## [EXERCISE PROMPT]
Look below for the line holding "Guideline: the keypoint for each instance of the woman's bare" and the line holding "Guideline: the keypoint for each instance of the woman sits". Transcribe exactly those lines and all lines between them, nothing more.

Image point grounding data
::::::::

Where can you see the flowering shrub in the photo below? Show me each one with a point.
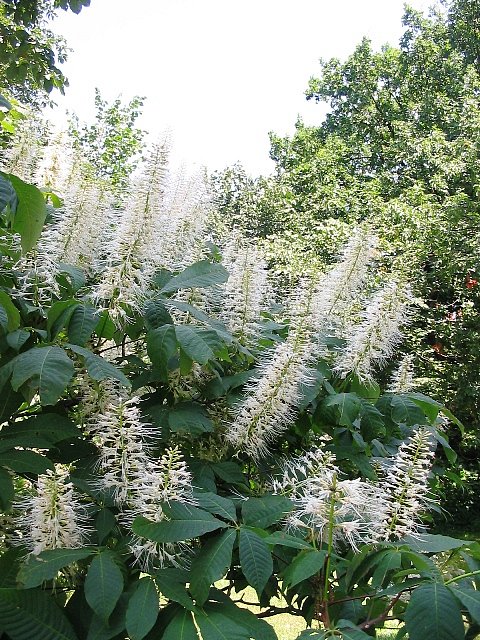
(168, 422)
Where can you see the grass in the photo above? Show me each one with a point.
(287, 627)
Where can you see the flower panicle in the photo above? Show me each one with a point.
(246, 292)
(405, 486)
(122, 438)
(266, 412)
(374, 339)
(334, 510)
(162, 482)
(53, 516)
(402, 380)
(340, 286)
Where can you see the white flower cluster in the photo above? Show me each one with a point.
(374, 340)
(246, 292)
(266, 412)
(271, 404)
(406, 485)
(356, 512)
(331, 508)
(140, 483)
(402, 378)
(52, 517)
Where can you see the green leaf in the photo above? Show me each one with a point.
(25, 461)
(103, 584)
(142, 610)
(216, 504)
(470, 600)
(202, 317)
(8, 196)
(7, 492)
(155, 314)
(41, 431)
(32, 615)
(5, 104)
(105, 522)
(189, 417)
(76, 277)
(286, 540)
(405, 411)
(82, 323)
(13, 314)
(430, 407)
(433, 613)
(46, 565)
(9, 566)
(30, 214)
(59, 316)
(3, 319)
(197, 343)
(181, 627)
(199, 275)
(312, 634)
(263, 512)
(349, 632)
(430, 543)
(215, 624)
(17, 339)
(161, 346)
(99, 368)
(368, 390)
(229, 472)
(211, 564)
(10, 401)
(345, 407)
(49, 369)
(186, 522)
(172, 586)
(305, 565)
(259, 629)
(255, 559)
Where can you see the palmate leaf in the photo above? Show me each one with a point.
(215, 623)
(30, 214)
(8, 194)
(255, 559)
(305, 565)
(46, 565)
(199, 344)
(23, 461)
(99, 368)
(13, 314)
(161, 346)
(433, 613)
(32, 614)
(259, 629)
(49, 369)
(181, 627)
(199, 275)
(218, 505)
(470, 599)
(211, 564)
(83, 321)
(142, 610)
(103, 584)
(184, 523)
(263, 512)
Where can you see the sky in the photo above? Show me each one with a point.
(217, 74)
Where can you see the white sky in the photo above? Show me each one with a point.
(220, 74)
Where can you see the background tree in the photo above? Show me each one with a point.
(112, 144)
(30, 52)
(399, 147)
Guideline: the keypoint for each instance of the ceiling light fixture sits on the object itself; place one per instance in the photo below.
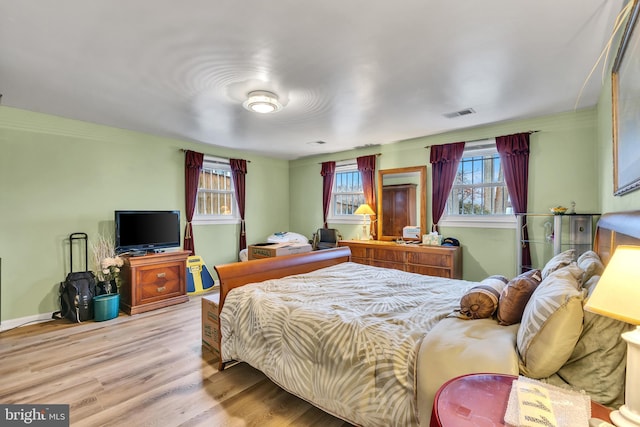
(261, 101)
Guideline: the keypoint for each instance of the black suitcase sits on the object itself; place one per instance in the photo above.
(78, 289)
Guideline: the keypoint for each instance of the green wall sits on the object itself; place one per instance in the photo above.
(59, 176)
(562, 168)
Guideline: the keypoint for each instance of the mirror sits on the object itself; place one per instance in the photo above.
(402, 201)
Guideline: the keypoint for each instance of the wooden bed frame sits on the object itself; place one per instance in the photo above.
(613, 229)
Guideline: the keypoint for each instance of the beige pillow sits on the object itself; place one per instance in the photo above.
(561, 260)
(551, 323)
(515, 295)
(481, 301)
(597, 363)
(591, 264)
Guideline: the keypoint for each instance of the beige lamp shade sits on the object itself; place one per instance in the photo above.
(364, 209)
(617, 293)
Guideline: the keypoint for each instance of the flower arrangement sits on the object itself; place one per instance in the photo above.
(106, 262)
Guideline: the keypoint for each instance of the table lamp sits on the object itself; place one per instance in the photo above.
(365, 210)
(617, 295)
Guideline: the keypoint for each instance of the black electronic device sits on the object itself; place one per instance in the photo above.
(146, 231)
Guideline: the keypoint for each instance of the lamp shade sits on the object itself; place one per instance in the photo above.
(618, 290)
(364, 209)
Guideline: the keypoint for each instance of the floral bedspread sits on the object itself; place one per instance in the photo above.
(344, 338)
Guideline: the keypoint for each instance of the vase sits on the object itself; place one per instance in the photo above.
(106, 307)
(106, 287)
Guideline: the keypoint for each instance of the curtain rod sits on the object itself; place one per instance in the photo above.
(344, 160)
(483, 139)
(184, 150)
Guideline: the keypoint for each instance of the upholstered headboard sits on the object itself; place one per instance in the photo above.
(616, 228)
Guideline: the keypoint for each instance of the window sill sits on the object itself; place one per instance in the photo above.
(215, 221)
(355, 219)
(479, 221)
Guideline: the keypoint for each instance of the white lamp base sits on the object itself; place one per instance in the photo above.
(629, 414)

::::::::

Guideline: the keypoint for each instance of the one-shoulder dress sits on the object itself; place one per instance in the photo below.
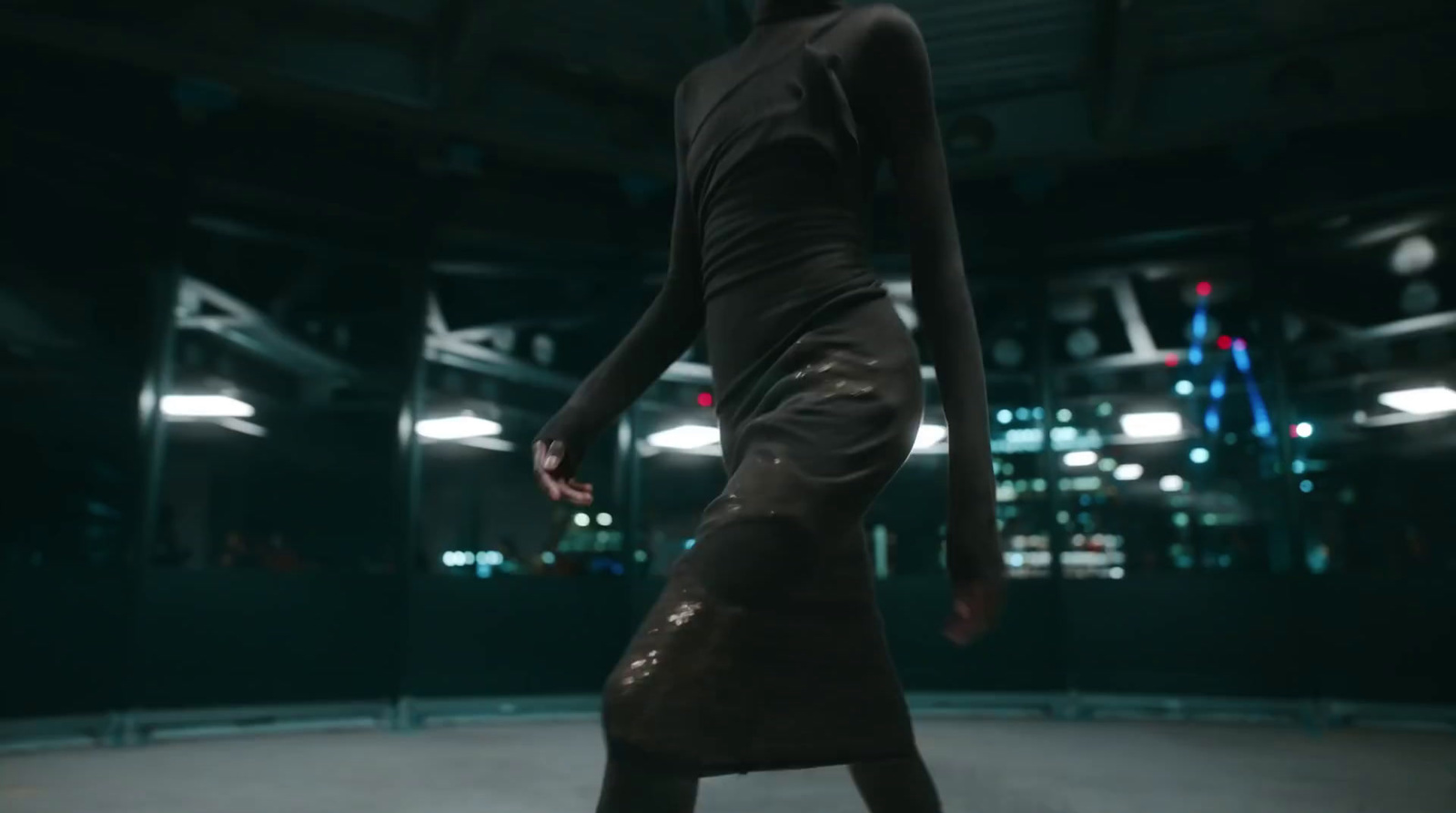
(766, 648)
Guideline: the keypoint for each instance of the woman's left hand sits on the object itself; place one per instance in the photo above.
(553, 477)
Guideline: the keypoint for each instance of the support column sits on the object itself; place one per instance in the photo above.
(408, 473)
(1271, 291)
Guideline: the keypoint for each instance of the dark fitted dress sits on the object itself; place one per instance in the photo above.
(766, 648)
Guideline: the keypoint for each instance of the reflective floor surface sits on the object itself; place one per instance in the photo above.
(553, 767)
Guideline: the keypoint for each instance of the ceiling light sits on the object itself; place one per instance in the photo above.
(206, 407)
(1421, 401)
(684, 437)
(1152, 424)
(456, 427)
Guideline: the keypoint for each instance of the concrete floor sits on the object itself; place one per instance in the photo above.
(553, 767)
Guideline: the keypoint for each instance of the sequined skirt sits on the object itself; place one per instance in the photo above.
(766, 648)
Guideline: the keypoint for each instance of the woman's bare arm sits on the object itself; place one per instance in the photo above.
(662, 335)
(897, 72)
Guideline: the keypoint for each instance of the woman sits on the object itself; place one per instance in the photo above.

::::::::

## [ANSWER FOR THE TASK]
Guideline: the keypoint for each instance of the woman's bare arm sits on the object itself; place one per instance in the photo above.
(662, 335)
(897, 72)
Guideline: the keypoint for each instance of the woman sits on the object itself; place one per instance in the photo above.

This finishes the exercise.